- Your task: Could you collect every line in the records below that contains the word "white" and copy each of those lines in full?

------ Given data

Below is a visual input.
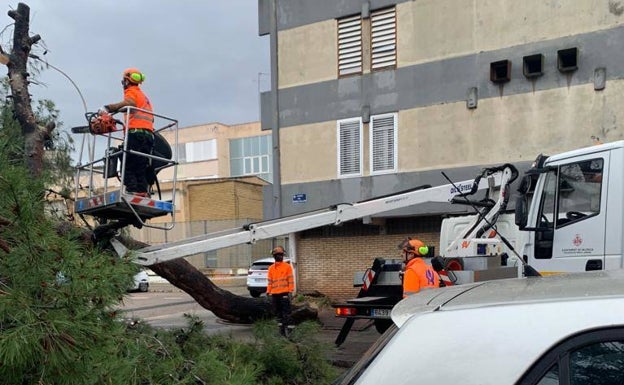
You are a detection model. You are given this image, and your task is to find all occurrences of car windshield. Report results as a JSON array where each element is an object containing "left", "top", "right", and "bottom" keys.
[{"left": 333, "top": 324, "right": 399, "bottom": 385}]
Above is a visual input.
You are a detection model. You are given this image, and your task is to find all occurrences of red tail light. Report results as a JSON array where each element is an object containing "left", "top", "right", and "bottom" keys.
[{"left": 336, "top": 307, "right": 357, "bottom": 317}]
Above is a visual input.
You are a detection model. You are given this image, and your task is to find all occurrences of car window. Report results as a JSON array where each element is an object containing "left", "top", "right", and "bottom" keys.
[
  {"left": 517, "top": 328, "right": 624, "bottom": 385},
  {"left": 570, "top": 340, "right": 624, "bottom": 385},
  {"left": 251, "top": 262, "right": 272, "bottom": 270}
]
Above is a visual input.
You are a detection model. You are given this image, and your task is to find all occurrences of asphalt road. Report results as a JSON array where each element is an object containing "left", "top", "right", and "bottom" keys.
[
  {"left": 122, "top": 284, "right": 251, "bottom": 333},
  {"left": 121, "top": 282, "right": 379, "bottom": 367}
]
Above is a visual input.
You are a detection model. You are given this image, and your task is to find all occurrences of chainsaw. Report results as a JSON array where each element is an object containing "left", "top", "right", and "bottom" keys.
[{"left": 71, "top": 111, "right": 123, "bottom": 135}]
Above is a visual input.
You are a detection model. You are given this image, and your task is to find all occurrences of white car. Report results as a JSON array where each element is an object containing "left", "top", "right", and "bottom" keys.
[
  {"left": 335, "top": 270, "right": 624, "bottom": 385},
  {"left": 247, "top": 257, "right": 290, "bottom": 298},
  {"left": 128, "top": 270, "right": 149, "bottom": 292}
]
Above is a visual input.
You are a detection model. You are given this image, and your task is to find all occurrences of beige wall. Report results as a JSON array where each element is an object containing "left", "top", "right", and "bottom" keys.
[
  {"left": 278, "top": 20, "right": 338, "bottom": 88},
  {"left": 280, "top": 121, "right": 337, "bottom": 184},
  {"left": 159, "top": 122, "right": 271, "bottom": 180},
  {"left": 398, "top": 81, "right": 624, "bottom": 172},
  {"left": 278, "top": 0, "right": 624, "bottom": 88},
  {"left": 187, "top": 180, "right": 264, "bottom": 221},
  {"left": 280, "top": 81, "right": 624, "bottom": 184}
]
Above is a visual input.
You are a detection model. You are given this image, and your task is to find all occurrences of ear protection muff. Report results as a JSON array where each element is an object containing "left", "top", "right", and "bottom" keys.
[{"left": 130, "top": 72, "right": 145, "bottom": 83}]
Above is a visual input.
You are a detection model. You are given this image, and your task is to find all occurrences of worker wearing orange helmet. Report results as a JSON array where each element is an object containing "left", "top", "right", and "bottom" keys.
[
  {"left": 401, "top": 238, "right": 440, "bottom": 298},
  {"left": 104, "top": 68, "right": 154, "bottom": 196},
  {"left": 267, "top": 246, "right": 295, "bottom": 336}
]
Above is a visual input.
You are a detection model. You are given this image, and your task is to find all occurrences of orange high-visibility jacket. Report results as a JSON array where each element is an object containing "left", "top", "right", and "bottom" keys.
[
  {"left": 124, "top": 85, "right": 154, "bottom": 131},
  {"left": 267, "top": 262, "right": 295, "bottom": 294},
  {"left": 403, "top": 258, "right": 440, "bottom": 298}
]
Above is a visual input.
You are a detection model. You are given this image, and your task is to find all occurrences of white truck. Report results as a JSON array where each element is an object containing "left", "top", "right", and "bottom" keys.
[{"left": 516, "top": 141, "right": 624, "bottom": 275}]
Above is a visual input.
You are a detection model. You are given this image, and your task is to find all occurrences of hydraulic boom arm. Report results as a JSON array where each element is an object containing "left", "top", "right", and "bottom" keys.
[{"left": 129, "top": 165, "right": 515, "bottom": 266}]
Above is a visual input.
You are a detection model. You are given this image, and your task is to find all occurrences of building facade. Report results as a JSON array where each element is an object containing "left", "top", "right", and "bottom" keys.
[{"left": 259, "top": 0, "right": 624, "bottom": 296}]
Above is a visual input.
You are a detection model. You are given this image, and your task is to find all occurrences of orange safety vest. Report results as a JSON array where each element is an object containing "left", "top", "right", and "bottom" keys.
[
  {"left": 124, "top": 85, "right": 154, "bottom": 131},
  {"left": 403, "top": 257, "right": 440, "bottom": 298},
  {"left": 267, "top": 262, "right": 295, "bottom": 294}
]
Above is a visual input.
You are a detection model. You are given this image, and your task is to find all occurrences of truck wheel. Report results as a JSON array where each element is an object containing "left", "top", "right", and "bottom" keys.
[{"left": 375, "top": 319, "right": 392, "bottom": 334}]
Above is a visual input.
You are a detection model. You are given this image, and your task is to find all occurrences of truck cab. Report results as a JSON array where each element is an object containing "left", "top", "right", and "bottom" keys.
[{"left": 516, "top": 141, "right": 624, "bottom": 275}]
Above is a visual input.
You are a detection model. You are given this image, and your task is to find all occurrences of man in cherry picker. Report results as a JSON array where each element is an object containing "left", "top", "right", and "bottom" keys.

------------

- Written response:
You are a detection model. You are given this image, and your task is to find all occurrences of white car. Report results as a JSON array where each element is an object containing "left", "top", "right", and "bottom" keys.
You are a detection model. You are given this image, and your task is to find all occurrences of white truck. Report results as a JSON array where each element is an object containing "left", "top", "right", and "bottom" keys.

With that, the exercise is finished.